=== AIM OF THE EXERCISE ===
Reproduce all of the entries below word for word, leaving the pictures out of your copy.

*****

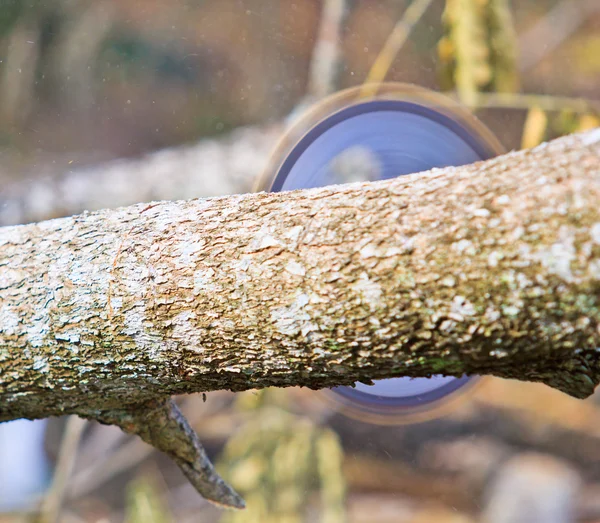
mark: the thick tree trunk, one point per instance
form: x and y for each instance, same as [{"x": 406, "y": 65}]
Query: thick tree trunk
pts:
[{"x": 492, "y": 268}]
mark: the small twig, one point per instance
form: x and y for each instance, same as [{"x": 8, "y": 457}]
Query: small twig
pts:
[
  {"x": 326, "y": 58},
  {"x": 526, "y": 101},
  {"x": 162, "y": 425},
  {"x": 52, "y": 504},
  {"x": 394, "y": 43},
  {"x": 130, "y": 454}
]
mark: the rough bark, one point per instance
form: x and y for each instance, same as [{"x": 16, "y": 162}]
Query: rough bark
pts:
[{"x": 492, "y": 268}]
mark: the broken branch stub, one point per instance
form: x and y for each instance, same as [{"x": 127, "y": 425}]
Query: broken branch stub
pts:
[{"x": 490, "y": 268}]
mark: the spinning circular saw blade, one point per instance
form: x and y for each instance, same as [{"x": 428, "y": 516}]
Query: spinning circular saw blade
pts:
[{"x": 375, "y": 134}]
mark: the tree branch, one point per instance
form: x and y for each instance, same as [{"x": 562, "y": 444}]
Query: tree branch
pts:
[{"x": 492, "y": 268}]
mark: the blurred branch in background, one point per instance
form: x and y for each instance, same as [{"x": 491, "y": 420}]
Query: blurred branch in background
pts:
[
  {"x": 213, "y": 167},
  {"x": 50, "y": 511},
  {"x": 327, "y": 59},
  {"x": 553, "y": 29},
  {"x": 478, "y": 51},
  {"x": 394, "y": 42}
]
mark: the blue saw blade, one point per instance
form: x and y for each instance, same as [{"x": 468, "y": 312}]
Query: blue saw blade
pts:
[{"x": 398, "y": 129}]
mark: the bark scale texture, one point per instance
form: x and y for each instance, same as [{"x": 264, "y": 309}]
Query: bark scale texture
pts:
[{"x": 492, "y": 268}]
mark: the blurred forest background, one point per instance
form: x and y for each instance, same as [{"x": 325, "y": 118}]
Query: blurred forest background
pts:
[{"x": 111, "y": 102}]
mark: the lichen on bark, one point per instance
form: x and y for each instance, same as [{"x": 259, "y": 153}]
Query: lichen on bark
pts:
[{"x": 491, "y": 268}]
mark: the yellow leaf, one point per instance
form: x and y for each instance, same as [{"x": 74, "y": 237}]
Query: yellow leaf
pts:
[
  {"x": 587, "y": 122},
  {"x": 534, "y": 129}
]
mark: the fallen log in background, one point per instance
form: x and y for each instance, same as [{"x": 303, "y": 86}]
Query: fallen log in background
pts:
[{"x": 490, "y": 269}]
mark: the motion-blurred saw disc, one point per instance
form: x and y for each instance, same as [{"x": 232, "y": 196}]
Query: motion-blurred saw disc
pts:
[{"x": 393, "y": 130}]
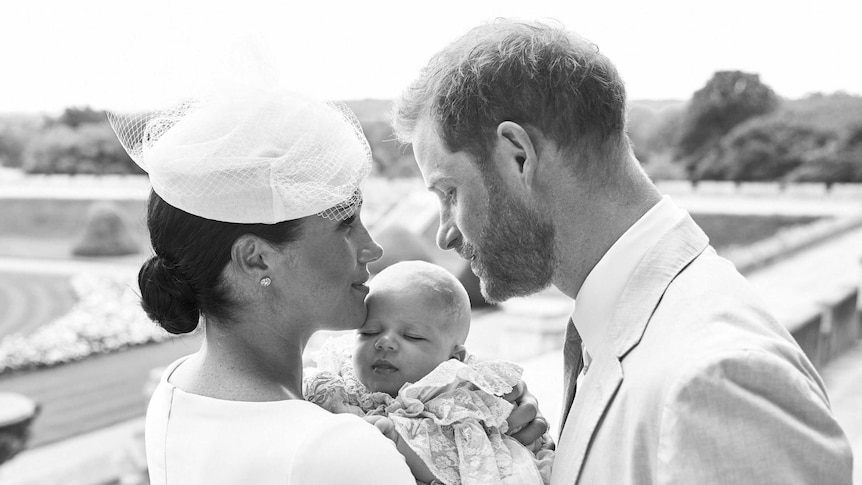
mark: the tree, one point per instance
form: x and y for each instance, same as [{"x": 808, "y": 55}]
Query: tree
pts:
[
  {"x": 728, "y": 99},
  {"x": 762, "y": 149},
  {"x": 73, "y": 117},
  {"x": 92, "y": 148}
]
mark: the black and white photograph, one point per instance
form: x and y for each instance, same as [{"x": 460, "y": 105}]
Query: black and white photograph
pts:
[{"x": 432, "y": 243}]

*****

=== SOLUTION FOR THIS TASK ===
mark: the thick tree trunk, one point per instance
form: x and y for each instance, same as [{"x": 406, "y": 65}]
Query: thick tree trunk
pts:
[{"x": 492, "y": 268}]
mark: the small twig, one point per instance
form: x and y for each instance, same as [{"x": 8, "y": 457}]
Query: small twig
pts:
[
  {"x": 326, "y": 58},
  {"x": 526, "y": 101},
  {"x": 162, "y": 425},
  {"x": 52, "y": 504},
  {"x": 394, "y": 43},
  {"x": 130, "y": 454}
]
mark: the rough bark, one point per instance
form: x and y for each instance, same as [{"x": 16, "y": 162}]
Query: rough bark
pts:
[{"x": 492, "y": 268}]
mark: the broken branch stub, one point per instance
form: x and y for each instance, same as [{"x": 127, "y": 425}]
Query: broken branch stub
pts:
[{"x": 490, "y": 268}]
mark: the spinning circular saw blade, one point per instance
form: x and y for each instance, same as [{"x": 428, "y": 516}]
Query: spinning circular saw blade
pts:
[{"x": 375, "y": 134}]
mark: the tree branch, one point per instance
form: x and y for each instance, same as [{"x": 562, "y": 444}]
Query: tree branch
pts:
[{"x": 492, "y": 268}]
mark: the blurred branch in background, one point per instance
form: x and y for each instance, same as [{"x": 491, "y": 420}]
Query: blurred branch in background
pts:
[
  {"x": 213, "y": 167},
  {"x": 50, "y": 511},
  {"x": 327, "y": 59},
  {"x": 553, "y": 29},
  {"x": 478, "y": 51},
  {"x": 394, "y": 42}
]
mark: the blue saw blade, one point per instance
form: x and y for each instance, same as [{"x": 468, "y": 312}]
Query: blue saw blade
pts:
[{"x": 398, "y": 129}]
mark: the bark scale texture, one point per instance
form: x and y for each instance, same as [{"x": 264, "y": 309}]
Query: bark scale texture
pts:
[{"x": 492, "y": 268}]
mark: the blurred forest background, one point per instance
form: x and y for each instance, same as [{"x": 325, "y": 118}]
Query: blurred forest background
pts:
[{"x": 111, "y": 102}]
mark: the lichen on bark, one point per instance
form: x and y for each instance, same as [{"x": 259, "y": 153}]
Query: lichen on bark
pts:
[{"x": 491, "y": 268}]
mark: the yellow leaf, one point per instance
form: x and y for each instance, same as [{"x": 74, "y": 237}]
Query: yellow leaf
pts:
[
  {"x": 587, "y": 122},
  {"x": 534, "y": 129}
]
mark: the fallen log in background, one point per instance
form: x and y for each instance, same as [{"x": 303, "y": 86}]
Query: fallen log in background
pts:
[{"x": 490, "y": 269}]
mark: the motion-blurred saw disc, one point per instance
form: x and y for each instance, same as [{"x": 232, "y": 196}]
Query: motion-blurred saw disc
pts:
[{"x": 393, "y": 130}]
mark: the tree, one point per instance
form: x and y for each instance, same as [{"x": 808, "y": 55}]
Query: tree
pts:
[
  {"x": 728, "y": 99},
  {"x": 762, "y": 149},
  {"x": 73, "y": 117},
  {"x": 92, "y": 148}
]
mark: the black and white photograph, one point per instance
form: x and y for each instance, same as [{"x": 460, "y": 105}]
Query: black and white photograph
pts:
[{"x": 432, "y": 243}]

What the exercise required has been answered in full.